:: WHAT YOU SHOULD DO ::
Write out again only the lines from the one containing "Objective: a point on each instance of the brown grass" through the end of the records, both included and requests kept. Multiply every x and y coordinate in the answers by 0.9, rounding to whole numbers with halves going up.

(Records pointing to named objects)
● ● ● ● ●

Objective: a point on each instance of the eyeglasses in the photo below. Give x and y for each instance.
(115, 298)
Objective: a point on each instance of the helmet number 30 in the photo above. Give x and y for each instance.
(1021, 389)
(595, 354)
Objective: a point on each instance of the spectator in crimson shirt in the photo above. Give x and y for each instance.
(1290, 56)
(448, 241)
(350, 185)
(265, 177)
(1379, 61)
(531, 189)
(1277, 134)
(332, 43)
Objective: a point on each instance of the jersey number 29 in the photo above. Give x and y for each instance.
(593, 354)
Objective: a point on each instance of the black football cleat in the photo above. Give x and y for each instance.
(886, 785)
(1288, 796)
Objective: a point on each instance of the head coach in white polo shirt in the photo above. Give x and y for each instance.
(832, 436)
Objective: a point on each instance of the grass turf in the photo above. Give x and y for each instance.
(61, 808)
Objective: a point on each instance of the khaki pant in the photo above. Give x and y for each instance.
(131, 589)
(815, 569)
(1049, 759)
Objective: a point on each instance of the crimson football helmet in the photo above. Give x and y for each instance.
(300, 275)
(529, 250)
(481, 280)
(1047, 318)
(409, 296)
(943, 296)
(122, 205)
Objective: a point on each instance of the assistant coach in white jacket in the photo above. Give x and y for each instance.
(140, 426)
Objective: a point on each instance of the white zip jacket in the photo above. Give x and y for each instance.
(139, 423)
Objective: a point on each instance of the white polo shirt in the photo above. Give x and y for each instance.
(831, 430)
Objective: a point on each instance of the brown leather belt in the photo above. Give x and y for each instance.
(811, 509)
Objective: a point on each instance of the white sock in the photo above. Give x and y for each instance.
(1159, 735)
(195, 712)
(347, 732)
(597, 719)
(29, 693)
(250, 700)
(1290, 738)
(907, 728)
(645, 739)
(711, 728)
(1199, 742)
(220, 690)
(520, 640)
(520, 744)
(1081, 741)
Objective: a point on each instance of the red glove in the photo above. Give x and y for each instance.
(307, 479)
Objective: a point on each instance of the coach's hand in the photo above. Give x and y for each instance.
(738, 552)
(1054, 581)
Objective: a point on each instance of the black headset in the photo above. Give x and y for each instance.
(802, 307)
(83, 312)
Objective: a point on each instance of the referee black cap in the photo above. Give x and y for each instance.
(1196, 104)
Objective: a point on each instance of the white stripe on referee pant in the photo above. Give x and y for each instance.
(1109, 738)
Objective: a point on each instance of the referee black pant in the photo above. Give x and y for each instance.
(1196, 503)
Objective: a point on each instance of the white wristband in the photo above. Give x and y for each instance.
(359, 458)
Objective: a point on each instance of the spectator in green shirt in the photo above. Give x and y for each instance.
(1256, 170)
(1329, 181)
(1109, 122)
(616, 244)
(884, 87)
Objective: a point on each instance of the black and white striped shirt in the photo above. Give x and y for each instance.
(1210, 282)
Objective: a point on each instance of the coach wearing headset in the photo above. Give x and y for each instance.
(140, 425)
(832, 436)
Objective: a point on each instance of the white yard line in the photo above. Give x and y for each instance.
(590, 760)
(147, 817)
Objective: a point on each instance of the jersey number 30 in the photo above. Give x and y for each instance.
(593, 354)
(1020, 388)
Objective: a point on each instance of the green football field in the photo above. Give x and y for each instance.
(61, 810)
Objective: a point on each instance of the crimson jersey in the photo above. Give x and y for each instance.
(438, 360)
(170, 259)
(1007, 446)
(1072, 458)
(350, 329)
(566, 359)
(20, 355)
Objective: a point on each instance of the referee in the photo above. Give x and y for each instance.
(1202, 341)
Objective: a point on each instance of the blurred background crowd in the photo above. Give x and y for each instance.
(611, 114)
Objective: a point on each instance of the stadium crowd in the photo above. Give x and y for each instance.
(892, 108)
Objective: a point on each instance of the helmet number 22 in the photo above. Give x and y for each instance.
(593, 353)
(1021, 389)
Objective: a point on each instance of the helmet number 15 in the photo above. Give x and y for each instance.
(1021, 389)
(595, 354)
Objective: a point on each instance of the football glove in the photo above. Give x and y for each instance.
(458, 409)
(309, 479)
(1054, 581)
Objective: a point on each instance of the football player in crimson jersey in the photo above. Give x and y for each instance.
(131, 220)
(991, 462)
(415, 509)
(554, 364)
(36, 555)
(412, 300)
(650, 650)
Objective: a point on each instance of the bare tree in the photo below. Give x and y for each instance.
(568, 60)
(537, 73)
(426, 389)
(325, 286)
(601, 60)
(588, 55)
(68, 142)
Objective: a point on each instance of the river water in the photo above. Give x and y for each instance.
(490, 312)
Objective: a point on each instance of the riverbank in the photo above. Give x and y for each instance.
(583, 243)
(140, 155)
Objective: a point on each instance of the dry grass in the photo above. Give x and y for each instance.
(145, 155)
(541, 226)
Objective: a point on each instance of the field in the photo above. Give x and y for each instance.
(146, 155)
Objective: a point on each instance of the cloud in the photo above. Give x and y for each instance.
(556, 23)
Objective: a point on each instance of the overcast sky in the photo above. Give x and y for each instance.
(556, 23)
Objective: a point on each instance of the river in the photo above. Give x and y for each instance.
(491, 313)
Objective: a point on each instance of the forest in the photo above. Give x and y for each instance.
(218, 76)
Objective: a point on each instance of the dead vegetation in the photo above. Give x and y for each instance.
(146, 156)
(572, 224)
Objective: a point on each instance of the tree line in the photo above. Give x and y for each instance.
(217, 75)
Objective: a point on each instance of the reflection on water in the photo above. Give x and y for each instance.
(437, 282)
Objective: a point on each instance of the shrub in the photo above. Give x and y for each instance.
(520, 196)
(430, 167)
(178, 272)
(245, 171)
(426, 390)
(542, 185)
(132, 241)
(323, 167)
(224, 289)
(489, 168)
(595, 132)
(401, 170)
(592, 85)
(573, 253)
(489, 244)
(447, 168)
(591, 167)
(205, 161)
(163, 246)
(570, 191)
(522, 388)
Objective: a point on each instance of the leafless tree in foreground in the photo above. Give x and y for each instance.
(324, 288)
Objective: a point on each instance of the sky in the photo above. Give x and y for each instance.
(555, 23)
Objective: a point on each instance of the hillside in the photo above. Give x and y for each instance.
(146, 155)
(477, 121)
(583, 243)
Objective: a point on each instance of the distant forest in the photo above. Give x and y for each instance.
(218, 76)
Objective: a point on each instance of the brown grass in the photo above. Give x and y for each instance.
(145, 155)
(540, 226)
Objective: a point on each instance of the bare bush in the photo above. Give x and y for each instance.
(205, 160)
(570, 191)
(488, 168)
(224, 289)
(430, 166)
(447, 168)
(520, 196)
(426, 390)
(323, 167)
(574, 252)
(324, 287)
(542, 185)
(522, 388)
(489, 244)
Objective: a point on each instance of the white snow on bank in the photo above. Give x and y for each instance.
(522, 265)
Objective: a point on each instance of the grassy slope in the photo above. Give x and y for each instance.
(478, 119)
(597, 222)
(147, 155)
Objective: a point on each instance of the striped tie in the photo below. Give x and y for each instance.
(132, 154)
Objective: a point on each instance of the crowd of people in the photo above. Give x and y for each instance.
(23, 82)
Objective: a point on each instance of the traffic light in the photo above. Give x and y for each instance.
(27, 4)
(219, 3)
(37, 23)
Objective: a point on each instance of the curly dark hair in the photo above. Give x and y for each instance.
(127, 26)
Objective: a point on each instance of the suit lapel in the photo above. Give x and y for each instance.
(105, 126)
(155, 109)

● ● ● ● ●

:: SOLVED PROBLEM ::
Objective: a point on each instance of the brown grass in the photo above. Give x and y for each instance.
(131, 140)
(486, 203)
Objective: a point on each instance of the bare bush in the photo above. Give x and y for each instance.
(185, 144)
(513, 172)
(439, 151)
(202, 260)
(387, 149)
(402, 151)
(468, 176)
(383, 351)
(291, 150)
(517, 227)
(292, 258)
(488, 167)
(470, 349)
(440, 220)
Objective: a point on each instance of the white snow on bank in the photo above. Give x and y for each instance.
(470, 239)
Objective: a point on each instance of the grassy slope in the photo above. Give x and y for each instance.
(430, 107)
(537, 200)
(132, 140)
Objective: a point on each instance of the striped tie in the photo below. Give x and y for each instance.
(119, 139)
Objective: a point on each instance of the crowd of people in the photo above. Give x and y for each instance.
(21, 74)
Objective: a point on each instance of the traffic light in the photo above. Give x and y for each instance.
(24, 4)
(197, 3)
(33, 21)
Objective: a point on each instance of the curly dark hair in the photo above. Give x and y for each instance.
(114, 23)
Objective: a point on each instance of the suit lapel in the photo above. Give x and y for each instance.
(95, 113)
(140, 98)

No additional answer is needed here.